═════ Provided passage ═════

Context #
This is a writeup of the part of our Algoverse Fellowship project that I worked on most directly: the circuit analysis and SAE experiments for a toy entity-binding transformer. The project was collaborative with Susie Park and Kushal Jain, and was mentored by Bart Bussmann and Patrick Leask (both MATS alumni). It was the first full mech interp project for the three of us, and a lot of what’s here owes to Bart and Patrick.
The motivation for this project came from Wattenberg & Viegas’ Relational Composition in Neural Networks: A Survey and Call to Action, which argues that feature-based interpretability is incomplete unless we also understand how models represent relationships between features. A model does not only need vectors for individual entities and attributes; it needs some way to represent which entities are bound to which attributes. For example, in a context like “Alice lives in Paris; Bob lives in London”, the model needs to keep track of lives_in(Alice, Paris) and lives_in(Bob, London), not just the unordered set of names and cities. This matters for SAE-style interpretability because compositional mechanisms can create feature multiplicity, echo features, or “dark matter”: relational information that is present in the model but hard to recover as a clean monosemantic feature.
A concrete version of this problem appears in entity-binding work. Feng & Steinhardt’s How do Language Models Bind Entities in Context? found evidence that language models use binding-ID-like vectors to connect entities with attributes in context, and Prakash et al.’s Fine-Tuning Enhances Existing Mechanisms: A Case Study on Entity Tracking later traced an entity-tracking circuit more mechanistically. But the question that interested us was slightly different: if a model uses a binding or address vector, how is that vector constructed in the first place?

═════ Dataset section ═════

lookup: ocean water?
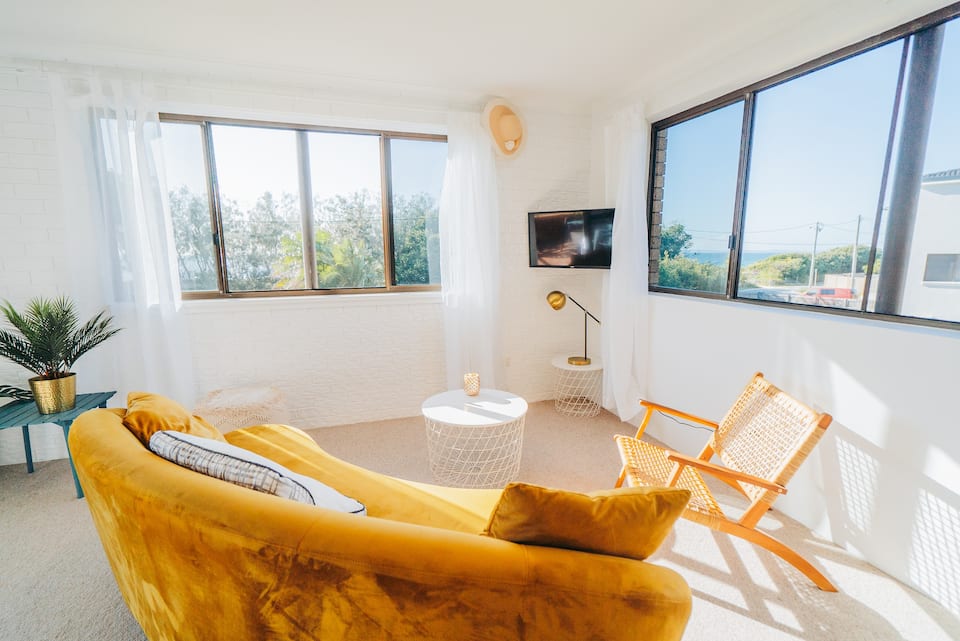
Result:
[683,251,789,267]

═════

- **Job**
Write the next part of the writeup on circuit analysis of the entity-binding transformer, starting after its final sentence. The listing is not required here.

- **Response**
In this project, we studied that question in a small synthetic transformer trained on entity-relation-attribute facts. The project had two goals: first, reverse-engineer the circuit the model uses for retrieval; second, train SAEs at relevant hook points to see whether they recover the relational structure or fail in instructive ways.
Task #
We trained a small 2L2H attention-only (d=256) transformer on 16M synthetic entity-binding samples until it reached 100% validation and test accuracy. Each prompt contained 5-8 facts of the form (E1 R E2 ,), followed by a query (R E1 ?). The model’s job was to return the matching E2. All results below are computed on a held-out test set of 8k prompts.
One small design choice mattered: we queried with (R, E1, ?) rather than simply repeating the fact order as (E1, R, ?). This was meant to avoid making the task too close to induction-head-style pattern matching. The model had to bind an entity and relation to the correct value, rather than just continue a repeated token pattern.
A staged retrieval circuit #
1. Probes localize the variables #
First, I used linear probes to ask where the task variables are represented after Layer 0.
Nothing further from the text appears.